Render every line of the material below as a JSON list of strings, one string per line, skipping blank lines and leaving out the pictures.

Point labels for objects
## begin
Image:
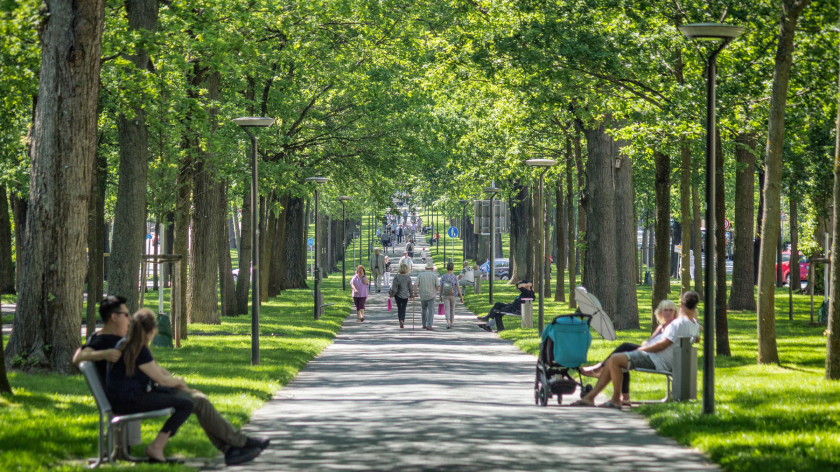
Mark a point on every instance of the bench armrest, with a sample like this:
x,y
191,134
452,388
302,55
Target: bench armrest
x,y
143,416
## end
* _Task response_:
[
  "Image:",
  "Mark a point on every instance of the bench armrest, with a sample like this:",
  "x,y",
  "191,134",
  "452,388",
  "302,55",
  "Target: bench armrest",
  "x,y",
  "143,416"
]